*** RECORDS PROVIDED Section Begins ***

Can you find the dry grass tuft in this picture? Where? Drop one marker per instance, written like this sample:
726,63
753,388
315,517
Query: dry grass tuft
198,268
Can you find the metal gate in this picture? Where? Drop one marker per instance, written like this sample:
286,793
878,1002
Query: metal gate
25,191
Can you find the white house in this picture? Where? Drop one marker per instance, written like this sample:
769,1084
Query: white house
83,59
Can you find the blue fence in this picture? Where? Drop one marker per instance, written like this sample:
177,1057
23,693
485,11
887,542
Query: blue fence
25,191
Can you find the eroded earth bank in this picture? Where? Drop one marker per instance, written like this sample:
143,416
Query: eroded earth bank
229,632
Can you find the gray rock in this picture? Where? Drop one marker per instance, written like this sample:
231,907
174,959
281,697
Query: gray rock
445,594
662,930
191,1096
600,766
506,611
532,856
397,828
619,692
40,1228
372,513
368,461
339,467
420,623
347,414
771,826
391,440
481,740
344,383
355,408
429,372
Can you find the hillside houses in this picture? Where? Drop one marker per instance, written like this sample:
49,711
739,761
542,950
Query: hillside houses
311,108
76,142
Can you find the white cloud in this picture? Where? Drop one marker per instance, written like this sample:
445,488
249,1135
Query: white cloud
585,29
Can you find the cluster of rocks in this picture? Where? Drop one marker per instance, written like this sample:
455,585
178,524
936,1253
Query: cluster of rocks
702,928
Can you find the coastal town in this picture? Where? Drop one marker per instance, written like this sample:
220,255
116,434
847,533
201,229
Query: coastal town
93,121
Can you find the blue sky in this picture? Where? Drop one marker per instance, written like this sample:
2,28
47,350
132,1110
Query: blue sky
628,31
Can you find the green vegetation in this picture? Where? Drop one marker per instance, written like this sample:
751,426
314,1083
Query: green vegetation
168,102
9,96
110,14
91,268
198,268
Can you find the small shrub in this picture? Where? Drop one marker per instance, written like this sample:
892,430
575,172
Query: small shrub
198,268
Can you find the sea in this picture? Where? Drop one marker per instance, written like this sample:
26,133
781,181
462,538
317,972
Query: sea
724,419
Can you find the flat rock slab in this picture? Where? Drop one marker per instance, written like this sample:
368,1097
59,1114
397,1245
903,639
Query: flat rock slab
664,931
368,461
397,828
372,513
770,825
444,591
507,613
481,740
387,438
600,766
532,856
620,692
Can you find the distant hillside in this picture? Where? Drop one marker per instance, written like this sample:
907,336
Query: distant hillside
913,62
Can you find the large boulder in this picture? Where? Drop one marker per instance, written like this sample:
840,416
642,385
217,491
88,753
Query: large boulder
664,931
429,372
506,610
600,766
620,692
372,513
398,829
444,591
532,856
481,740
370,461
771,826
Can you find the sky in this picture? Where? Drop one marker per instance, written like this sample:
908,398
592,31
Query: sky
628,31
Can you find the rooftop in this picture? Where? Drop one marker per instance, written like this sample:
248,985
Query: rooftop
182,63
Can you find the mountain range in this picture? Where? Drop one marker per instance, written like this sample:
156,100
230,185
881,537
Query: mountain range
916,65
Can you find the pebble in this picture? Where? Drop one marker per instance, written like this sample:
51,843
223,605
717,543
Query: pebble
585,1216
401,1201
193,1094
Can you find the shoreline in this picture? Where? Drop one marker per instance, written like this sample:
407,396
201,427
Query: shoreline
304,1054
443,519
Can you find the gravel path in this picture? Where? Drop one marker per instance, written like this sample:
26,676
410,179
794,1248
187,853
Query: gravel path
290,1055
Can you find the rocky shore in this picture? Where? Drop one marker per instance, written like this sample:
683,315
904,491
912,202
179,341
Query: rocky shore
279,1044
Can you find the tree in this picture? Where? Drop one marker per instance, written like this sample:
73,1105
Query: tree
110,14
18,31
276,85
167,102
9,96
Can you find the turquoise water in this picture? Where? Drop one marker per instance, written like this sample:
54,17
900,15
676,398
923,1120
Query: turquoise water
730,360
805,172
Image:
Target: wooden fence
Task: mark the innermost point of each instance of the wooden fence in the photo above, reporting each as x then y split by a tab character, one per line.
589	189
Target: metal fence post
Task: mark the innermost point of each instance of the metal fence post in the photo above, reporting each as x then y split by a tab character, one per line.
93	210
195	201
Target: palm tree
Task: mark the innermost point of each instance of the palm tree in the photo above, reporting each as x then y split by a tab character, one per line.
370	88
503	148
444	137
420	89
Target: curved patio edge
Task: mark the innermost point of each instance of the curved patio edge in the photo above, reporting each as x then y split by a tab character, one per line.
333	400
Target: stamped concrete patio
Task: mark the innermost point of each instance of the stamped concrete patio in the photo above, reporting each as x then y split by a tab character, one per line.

*** RECORDS PROVIDED Section Ends ***

> **AIM OF THE EXERCISE**
Read through the entries above, and wherever a line holds the string "Target", copy it.

> **ANSWER TO THIS EXERCISE**
Target: wooden fence
Target: metal fence post
Target: palm tree
Target: curved patio edge
Target: stamped concrete patio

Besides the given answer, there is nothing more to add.